Records from a collection:
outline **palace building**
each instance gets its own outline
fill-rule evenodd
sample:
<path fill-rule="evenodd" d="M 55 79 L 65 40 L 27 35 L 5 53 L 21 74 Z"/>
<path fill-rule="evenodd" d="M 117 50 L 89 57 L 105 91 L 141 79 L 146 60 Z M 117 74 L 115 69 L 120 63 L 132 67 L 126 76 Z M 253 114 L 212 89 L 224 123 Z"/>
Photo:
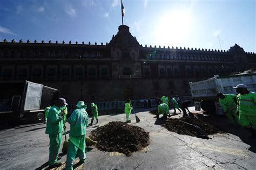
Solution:
<path fill-rule="evenodd" d="M 70 104 L 188 96 L 189 82 L 256 67 L 256 55 L 236 44 L 227 51 L 143 46 L 126 25 L 106 44 L 4 40 L 0 61 L 0 82 L 43 84 Z"/>

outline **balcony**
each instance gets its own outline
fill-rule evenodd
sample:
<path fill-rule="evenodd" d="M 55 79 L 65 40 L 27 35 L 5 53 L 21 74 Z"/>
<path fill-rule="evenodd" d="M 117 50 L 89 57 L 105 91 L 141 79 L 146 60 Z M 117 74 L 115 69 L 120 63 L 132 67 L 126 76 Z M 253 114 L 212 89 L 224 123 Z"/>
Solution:
<path fill-rule="evenodd" d="M 142 78 L 142 76 L 135 75 L 119 75 L 119 78 Z"/>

**Your instructions**
Express the items above as a two-column CSV with the header columns "prompt" and "response," giving one row per item: its wording in the first column and its answer in the second, each in a single quoted field with line breaks replaced by spaces. Cover every item, and leave the pictures out.

**Task answer**
prompt,response
"outline **palace building** each instance gets its own outline fill-rule evenodd sample: <path fill-rule=""evenodd"" d=""M 55 79 L 65 40 L 27 35 L 5 53 L 21 74 Z""/> <path fill-rule=""evenodd"" d=""M 117 50 L 89 57 L 105 91 L 141 79 L 146 60 Z M 117 74 L 115 69 L 120 63 L 132 67 L 126 76 Z M 253 114 L 212 89 L 224 123 Z""/> Photo: Solution:","<path fill-rule=""evenodd"" d=""M 70 104 L 188 96 L 189 82 L 256 67 L 256 55 L 236 44 L 227 51 L 143 46 L 126 25 L 106 44 L 4 40 L 0 61 L 0 82 L 43 84 Z""/>"
"outline **balcony** each instance gets its own outline fill-rule evenodd sample: <path fill-rule=""evenodd"" d=""M 55 79 L 65 40 L 27 35 L 5 53 L 21 74 Z""/> <path fill-rule=""evenodd"" d=""M 117 50 L 89 57 L 105 91 L 141 79 L 146 60 Z M 117 74 L 115 69 L 120 63 L 132 67 L 126 76 Z M 253 114 L 212 89 L 224 123 Z""/> Solution:","<path fill-rule=""evenodd"" d=""M 142 78 L 142 76 L 135 75 L 119 75 L 119 78 Z""/>"